• [CONSIGNE] Pourriez-vous transcrire fidèlement le passage du texte sur la directive CSRD allant de "La directive s’appliquera" jusqu'à "pour l’exercice 2026." ?

── TEXTE À LIRE

Une nouvelle étape décisive vers l’approbation de la directive sur les rapports de durabilité des entreprises (CSRD) a été franchie au début de cet été, avec l’adoption d’une position commune du Conseil de l’Union européenne et du Parlement européen. La CSRD vise à créer un système qui définira des normes de durabilité avec des informations uniformes, proportionnées, compréhensibles, vérifiables et comparables. 

La directive s’appliquera progressivement à toutes les entreprises de l’UE, en commençant par les sociétés cotées et les grandes entreprises. Pour se conformer à la CSRD, ces entités (cochant au moins 2 des 3 cases suivantes : un total de bilan de 20 millions d’euros – un chiffre d’affaires net de 40 millions d’euros – 250 employés ou plus) devront soumettre leur premier rapport aligné sur la CSRD le 1er janvier 2024, pour l’exercice 2023. Les petites et moyennes entreprises devront, quant à elles, commencer à établir des rapports selon une norme de déclaration distincte et proportionnée pour l’exercice 2026. 

Ces derniers mois ont vu l’entrée en vigueur de nouvelles règles résultant des directives européennes MiFID et IDD. Celles-ci imposent aux banques, aux compagnies d’assurance et aux gestionnaires de fonds de communiquer plus clairement sur la durabilité de leurs produits financiers, et donc des entreprises dans lesquelles ils investissent. 

Sous l’effet d’un cadre réglementaire de plus en plus exigeant et des pressions du marché, la production et la communication de données sur la durabilité d’une entreprise sont définitivement passées du statut d’ « utile »  à celui d’ « indispensable ». Étant donné que de nombreux détails de l’arsenal législatif européen ne sont pas encore finalisés, notamment la finalisation de la taxonomie classant les différents secteurs d’activité en fonction de leur durabilité, de nombreux acteurs affirment qu’ils ne disposent pas des outils nécessaires pour établir des rapports appropriés.

────
── ENREGISTREMENTS EXTRAITS

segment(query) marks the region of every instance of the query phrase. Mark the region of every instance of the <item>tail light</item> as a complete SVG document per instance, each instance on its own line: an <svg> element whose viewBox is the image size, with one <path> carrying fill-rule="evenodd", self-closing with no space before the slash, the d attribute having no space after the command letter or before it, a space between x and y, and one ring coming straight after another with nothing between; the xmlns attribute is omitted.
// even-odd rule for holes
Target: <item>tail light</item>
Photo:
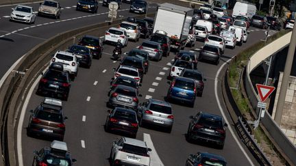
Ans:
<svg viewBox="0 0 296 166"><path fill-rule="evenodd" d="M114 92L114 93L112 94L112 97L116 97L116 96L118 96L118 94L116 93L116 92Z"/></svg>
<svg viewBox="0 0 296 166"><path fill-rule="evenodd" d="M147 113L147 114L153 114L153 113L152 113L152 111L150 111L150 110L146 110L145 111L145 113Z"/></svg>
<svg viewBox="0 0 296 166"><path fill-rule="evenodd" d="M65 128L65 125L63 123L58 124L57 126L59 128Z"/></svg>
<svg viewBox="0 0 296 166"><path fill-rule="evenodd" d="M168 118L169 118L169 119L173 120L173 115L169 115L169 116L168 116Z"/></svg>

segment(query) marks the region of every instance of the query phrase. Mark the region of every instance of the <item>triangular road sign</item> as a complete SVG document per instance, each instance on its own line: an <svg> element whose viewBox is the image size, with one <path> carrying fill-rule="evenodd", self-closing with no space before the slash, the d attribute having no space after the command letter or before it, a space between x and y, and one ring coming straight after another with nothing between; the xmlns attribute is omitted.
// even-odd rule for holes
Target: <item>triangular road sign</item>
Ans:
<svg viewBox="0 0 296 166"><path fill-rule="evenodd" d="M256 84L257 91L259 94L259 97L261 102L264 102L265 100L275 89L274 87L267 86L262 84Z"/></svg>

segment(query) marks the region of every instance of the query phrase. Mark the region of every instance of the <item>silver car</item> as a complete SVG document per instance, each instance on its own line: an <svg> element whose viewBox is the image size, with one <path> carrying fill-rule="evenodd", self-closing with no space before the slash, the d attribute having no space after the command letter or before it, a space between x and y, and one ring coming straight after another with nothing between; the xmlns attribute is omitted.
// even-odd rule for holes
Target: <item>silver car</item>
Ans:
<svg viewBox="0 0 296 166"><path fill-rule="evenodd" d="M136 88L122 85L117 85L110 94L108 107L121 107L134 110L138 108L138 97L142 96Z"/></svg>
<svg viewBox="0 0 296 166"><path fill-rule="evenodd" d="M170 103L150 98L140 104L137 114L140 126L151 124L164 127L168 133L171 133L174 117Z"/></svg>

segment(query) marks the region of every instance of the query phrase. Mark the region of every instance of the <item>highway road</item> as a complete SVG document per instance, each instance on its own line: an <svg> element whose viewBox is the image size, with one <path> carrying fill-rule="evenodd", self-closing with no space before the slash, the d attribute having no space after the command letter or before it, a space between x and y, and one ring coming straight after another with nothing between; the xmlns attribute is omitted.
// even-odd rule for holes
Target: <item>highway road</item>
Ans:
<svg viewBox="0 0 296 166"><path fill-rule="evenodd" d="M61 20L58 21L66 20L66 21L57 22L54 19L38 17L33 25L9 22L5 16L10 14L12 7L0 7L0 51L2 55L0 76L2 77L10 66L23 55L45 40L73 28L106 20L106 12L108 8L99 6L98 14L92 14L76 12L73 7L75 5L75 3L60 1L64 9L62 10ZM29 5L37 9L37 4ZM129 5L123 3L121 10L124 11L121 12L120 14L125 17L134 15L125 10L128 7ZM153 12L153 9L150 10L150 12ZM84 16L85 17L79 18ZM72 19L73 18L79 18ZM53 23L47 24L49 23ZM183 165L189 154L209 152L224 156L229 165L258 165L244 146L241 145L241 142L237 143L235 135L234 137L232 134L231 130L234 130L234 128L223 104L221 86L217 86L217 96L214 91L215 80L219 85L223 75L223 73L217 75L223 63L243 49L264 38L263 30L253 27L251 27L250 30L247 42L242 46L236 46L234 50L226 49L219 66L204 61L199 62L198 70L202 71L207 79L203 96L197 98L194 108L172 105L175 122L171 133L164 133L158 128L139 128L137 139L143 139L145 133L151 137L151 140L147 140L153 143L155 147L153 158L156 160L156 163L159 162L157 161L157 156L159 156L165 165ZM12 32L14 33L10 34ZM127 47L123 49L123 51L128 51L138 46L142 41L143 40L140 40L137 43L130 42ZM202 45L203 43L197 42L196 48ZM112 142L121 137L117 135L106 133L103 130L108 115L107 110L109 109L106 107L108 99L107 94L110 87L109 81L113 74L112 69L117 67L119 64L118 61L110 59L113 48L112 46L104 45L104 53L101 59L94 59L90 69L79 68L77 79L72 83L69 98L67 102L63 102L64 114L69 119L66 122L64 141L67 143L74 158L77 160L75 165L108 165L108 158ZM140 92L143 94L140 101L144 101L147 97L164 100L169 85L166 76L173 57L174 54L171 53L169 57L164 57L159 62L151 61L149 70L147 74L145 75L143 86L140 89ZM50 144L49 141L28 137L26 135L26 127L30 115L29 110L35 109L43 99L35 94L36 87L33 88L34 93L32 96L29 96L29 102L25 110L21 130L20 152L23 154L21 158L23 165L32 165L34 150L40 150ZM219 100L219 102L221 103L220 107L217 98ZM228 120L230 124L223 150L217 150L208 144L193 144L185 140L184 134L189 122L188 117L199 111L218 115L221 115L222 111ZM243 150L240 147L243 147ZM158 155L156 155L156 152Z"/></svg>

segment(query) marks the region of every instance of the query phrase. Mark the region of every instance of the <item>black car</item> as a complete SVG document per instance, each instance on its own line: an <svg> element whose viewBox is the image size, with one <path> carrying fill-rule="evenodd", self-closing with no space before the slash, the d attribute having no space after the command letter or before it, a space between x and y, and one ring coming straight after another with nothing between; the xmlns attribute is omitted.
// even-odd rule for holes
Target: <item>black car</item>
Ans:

────

• [RÉPONSE RÉDIGÉE]
La directive s’appliquera progressivement à toutes les entreprises de l’UE, en commençant par les sociétés cotées et les grandes entreprises. Pour se conformer à la CSRD, ces entités (cochant au moins 2 des 3 cases suivantes : un total de bilan de 20 millions d’euros – un chiffre d’affaires net de 40 millions d’euros – 250 employés ou plus) devront soumettre leur premier rapport aligné sur la CSRD le 1er janvier 2024, pour l’exercice 2023. Les petites et moyennes entreprises devront, quant à elles, commencer à établir des rapports selon une norme de déclaration distincte et proportionnée pour l’exercice 2026.